**Description of the task**
Write out exactly the lines running from the one that contains "Objective: one point per instance of the black graduation" through the end of the material.

**Provided records**
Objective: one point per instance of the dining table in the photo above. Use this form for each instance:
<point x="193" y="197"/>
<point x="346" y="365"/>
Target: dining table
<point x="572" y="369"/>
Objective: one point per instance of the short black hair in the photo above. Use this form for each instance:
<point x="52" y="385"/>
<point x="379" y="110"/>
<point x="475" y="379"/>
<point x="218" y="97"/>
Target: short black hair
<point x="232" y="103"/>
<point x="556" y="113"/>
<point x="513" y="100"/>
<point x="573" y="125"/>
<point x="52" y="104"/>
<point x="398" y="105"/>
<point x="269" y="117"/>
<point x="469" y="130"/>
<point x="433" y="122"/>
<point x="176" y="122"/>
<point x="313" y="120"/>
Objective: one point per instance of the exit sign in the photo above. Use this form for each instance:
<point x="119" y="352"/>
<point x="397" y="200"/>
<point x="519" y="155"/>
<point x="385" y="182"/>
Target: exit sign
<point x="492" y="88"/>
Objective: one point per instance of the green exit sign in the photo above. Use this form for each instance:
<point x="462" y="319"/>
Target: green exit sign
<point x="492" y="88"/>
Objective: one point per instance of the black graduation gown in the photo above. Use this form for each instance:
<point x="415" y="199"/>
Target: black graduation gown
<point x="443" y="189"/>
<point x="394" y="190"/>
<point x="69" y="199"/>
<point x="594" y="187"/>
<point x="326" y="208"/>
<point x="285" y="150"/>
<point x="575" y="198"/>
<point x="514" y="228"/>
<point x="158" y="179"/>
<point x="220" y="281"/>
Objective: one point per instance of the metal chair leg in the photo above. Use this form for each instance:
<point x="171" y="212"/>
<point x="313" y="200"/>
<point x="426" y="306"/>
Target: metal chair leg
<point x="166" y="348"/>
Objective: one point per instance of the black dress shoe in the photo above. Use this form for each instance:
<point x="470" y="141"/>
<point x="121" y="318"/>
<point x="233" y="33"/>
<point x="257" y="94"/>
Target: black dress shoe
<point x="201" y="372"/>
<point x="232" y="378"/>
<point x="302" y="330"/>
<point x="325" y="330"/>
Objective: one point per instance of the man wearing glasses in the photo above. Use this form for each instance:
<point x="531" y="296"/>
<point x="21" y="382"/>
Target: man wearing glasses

**Correct output**
Objective: one point per instance of the black graduation gown in the photo above. Use this form for each instance:
<point x="415" y="199"/>
Target: black graduation gown
<point x="443" y="189"/>
<point x="394" y="190"/>
<point x="69" y="199"/>
<point x="594" y="187"/>
<point x="326" y="208"/>
<point x="285" y="150"/>
<point x="575" y="198"/>
<point x="514" y="228"/>
<point x="158" y="179"/>
<point x="220" y="281"/>
Objective: one point per instance of the metal chair leg in the photo above. Use this form for each instance:
<point x="171" y="212"/>
<point x="313" y="200"/>
<point x="426" y="306"/>
Target: metal chair leg
<point x="166" y="348"/>
Objective: one point per instance of the black dress shoe in the photo above. Use this form for each instance:
<point x="470" y="141"/>
<point x="121" y="318"/>
<point x="233" y="33"/>
<point x="257" y="94"/>
Target: black dress shoe
<point x="201" y="372"/>
<point x="232" y="378"/>
<point x="302" y="330"/>
<point x="325" y="330"/>
Objective: one point per instance of the man wearing glasses in the photo above. Use this form for each instance:
<point x="531" y="296"/>
<point x="21" y="382"/>
Target: man wearing glasses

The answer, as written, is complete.